CASE BACKGROUND
Adobe Inc. (Adobe) has allegedly engaged in a massive piracy scheme to develop the Nemotron and SlimLM family of large language models (LLMs). Specifically, Adobe partnered with NVIDIA to develop “next-generation NVIDIA AI foundation models,” including the Nemotron family of models trained using millions of books.
No public information exists showing that Adobe or NVIDIA licensed millions of books to train their AI models. Plaintiff alleges Adobe and NVIDIA were only able to obtain such a large number of books by sourcing them from pirated sources, such as Anna’s Archive, a shadow library that purposefully flouts copyright law and illegally distributes millions of copyrighted books.
Adobe also acquired the notorious Books3 dataset of nearly 200,000 pirated books to develop its SlimLM LLMs. This dataset is a subset of the SlimPajama dataset that Adobe also acquired. Books3 contains the entirety of copyrighted books from the Bibliotik shadow library that were obtained without the authorization or consent of the authors.

Given records
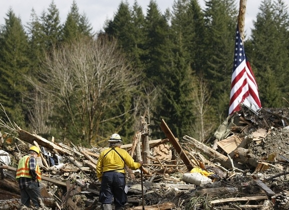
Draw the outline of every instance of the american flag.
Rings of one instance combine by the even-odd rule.
[[[246,102],[248,106],[254,106],[254,108],[256,108],[255,110],[262,108],[258,87],[251,66],[245,55],[238,25],[235,46],[229,115],[241,109],[240,103]]]

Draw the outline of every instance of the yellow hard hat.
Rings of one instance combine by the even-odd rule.
[[[118,142],[122,142],[122,140],[120,136],[118,134],[114,134],[112,135],[108,142],[111,143],[116,143]]]
[[[39,149],[37,146],[32,146],[32,147],[29,148],[29,150],[32,150],[32,151],[35,152],[36,153],[37,153],[37,156],[38,157],[40,156],[40,152],[39,152]]]

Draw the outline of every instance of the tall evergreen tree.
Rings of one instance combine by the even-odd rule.
[[[256,20],[254,22],[250,50],[248,55],[252,57],[253,66],[258,70],[256,74],[262,106],[280,106],[280,96],[286,98],[288,85],[287,81],[289,65],[288,40],[289,15],[288,6],[280,0],[264,0],[260,7]],[[267,75],[268,74],[268,75]],[[270,82],[275,94],[268,94],[268,81],[271,78],[278,82]]]
[[[12,9],[6,16],[0,36],[0,101],[10,120],[24,126],[26,115],[24,96],[28,86],[24,75],[30,66],[28,37],[21,20]]]
[[[41,23],[34,9],[32,10],[30,22],[28,23],[28,33],[30,48],[28,56],[32,65],[30,73],[33,74],[39,68],[40,60],[44,55],[43,32]]]
[[[133,34],[132,11],[128,2],[122,1],[118,10],[108,26],[104,28],[107,34],[117,38],[118,45],[124,51],[130,54],[133,48]]]
[[[62,40],[72,41],[80,35],[92,36],[92,28],[88,24],[85,14],[80,15],[75,0],[74,0],[62,30]]]
[[[213,90],[212,103],[220,123],[228,116],[232,69],[237,12],[234,0],[206,2],[205,24],[207,50],[204,76]]]
[[[47,12],[45,11],[42,12],[40,19],[45,41],[44,48],[49,50],[60,42],[62,26],[59,10],[56,8],[54,0],[49,5],[48,10]]]

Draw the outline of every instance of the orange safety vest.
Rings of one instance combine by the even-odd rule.
[[[32,176],[29,172],[29,160],[32,156],[26,155],[24,156],[18,164],[18,167],[17,168],[17,171],[16,172],[16,180],[18,179],[20,177],[26,177],[28,178],[32,178]],[[41,182],[41,172],[40,172],[40,168],[39,166],[36,162],[36,178],[37,182]]]

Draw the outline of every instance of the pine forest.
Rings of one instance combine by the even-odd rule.
[[[288,106],[289,14],[285,0],[262,0],[244,46],[262,107]],[[162,14],[122,1],[94,32],[74,2],[66,20],[52,0],[24,25],[10,8],[0,26],[0,118],[58,142],[131,142],[146,119],[150,140],[201,142],[228,116],[235,0],[176,0]],[[37,12],[38,12],[37,11]],[[2,130],[5,132],[6,131]],[[12,135],[13,134],[10,134]]]

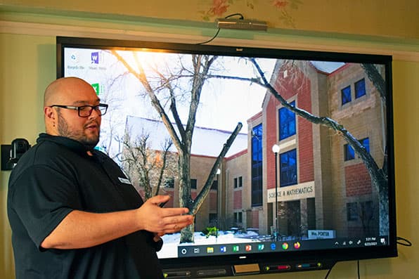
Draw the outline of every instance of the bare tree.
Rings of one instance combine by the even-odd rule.
[[[172,141],[167,138],[158,150],[150,148],[150,135],[146,132],[134,140],[131,138],[131,133],[126,133],[122,159],[123,168],[127,169],[130,180],[138,186],[137,190],[143,187],[146,200],[159,194],[165,182],[165,172],[176,177],[177,156],[169,151],[173,144]]]
[[[211,184],[215,177],[217,169],[219,167],[222,158],[225,156],[230,148],[237,134],[242,128],[242,124],[238,123],[226,143],[224,145],[218,157],[216,159],[212,168],[208,175],[205,186],[193,200],[191,195],[191,148],[192,145],[192,136],[195,124],[196,113],[201,92],[206,80],[208,79],[209,72],[217,56],[207,55],[192,55],[191,67],[183,67],[183,61],[179,60],[179,71],[172,73],[170,71],[165,74],[162,71],[157,67],[151,67],[152,71],[156,75],[156,80],[148,77],[146,74],[144,66],[140,61],[138,57],[134,53],[136,65],[133,67],[116,51],[112,53],[120,61],[129,72],[134,74],[141,83],[145,91],[150,98],[152,105],[155,108],[162,121],[163,122],[169,134],[176,147],[179,156],[178,170],[179,176],[179,203],[181,207],[188,207],[189,213],[196,214],[200,207],[207,196]],[[186,95],[184,89],[180,90],[177,87],[177,83],[181,78],[188,78],[190,88],[187,93],[189,95],[189,110],[186,124],[183,124],[178,112],[176,101],[179,98],[185,99]],[[165,99],[159,99],[157,94],[162,92],[167,93],[166,100],[169,103],[169,111],[174,119],[174,125],[170,121],[168,112],[165,110]],[[181,243],[193,242],[194,225],[192,224],[181,232]]]

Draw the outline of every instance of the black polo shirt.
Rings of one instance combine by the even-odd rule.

Using the information
a) Translate this sentence from the case background into Spanish: "This dataset is a subset of the SlimPajama dataset that Adobe also acquired."
b) Answer these questions from the case background.
(i) Which company did Adobe partner with to develop "next-generation NVIDIA AI foundation models"?
(ii) Which shadow library is named as a pirated source from which Adobe and NVIDIA allegedly obtained books?
(iii) About how many pirated books does the Books3 dataset contain?

Solutions below
a) Este conjunto de datos es un subconjunto del conjunto de datos SlimPajama que Adobe también adquirió.

b)
(i) NVIDIA
(ii) Anna's Archive
(iii) Nearly 200,000